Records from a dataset
+-------+

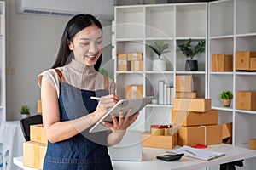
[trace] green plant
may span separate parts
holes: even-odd
[[[30,109],[27,105],[21,105],[21,107],[20,109],[20,114],[29,115],[30,114]]]
[[[165,43],[165,42],[162,40],[154,41],[154,43],[148,45],[148,47],[158,55],[159,59],[160,59],[161,54],[169,52],[166,50],[169,47],[169,44]]]
[[[220,94],[220,99],[233,99],[233,94],[230,90],[223,91]]]
[[[186,42],[183,44],[178,44],[177,46],[179,47],[180,51],[182,51],[187,58],[190,58],[191,60],[193,60],[197,54],[205,52],[206,41],[199,41],[195,47],[191,45],[191,42],[192,40],[191,38],[189,38]]]

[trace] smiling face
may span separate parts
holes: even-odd
[[[96,25],[78,32],[72,42],[67,42],[73,51],[74,60],[88,66],[93,66],[102,53],[102,33]]]

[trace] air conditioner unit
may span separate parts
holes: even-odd
[[[113,18],[114,0],[16,0],[18,13],[73,16],[90,14],[98,19]]]

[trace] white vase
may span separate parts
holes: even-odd
[[[164,60],[154,60],[153,61],[153,71],[166,71],[166,65]]]

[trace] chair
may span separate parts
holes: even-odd
[[[30,125],[42,123],[42,115],[39,114],[20,120],[20,127],[26,141],[30,141]]]

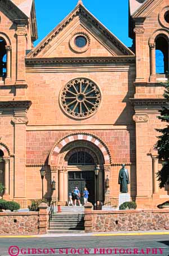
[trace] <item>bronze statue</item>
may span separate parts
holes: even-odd
[[[122,164],[118,176],[118,184],[120,184],[120,191],[121,193],[128,193],[128,184],[130,184],[129,175],[127,169],[125,168],[125,164]]]

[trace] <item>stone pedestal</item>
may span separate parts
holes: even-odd
[[[130,202],[130,195],[128,193],[121,193],[119,195],[118,208],[125,202]]]

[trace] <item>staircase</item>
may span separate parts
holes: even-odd
[[[61,210],[62,212],[57,214],[55,207],[48,234],[84,232],[84,207],[64,207]]]

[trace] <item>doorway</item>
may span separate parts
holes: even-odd
[[[87,187],[88,192],[88,202],[95,203],[95,172],[94,171],[68,172],[68,192],[71,193],[75,187],[78,187],[81,193],[81,203],[84,204],[82,194],[84,187]]]

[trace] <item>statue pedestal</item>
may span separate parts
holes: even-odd
[[[121,204],[125,202],[130,202],[130,195],[128,193],[121,193],[118,198],[118,208]]]

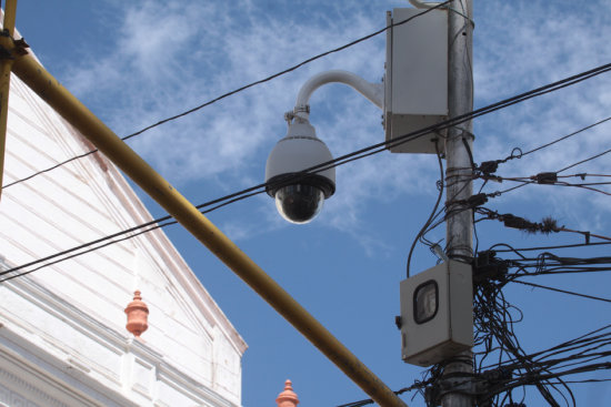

+-------+

◆ Required work ◆
Count the lines above that contain the string "statue". Give only the number.

◆ Answer to the task ◆
2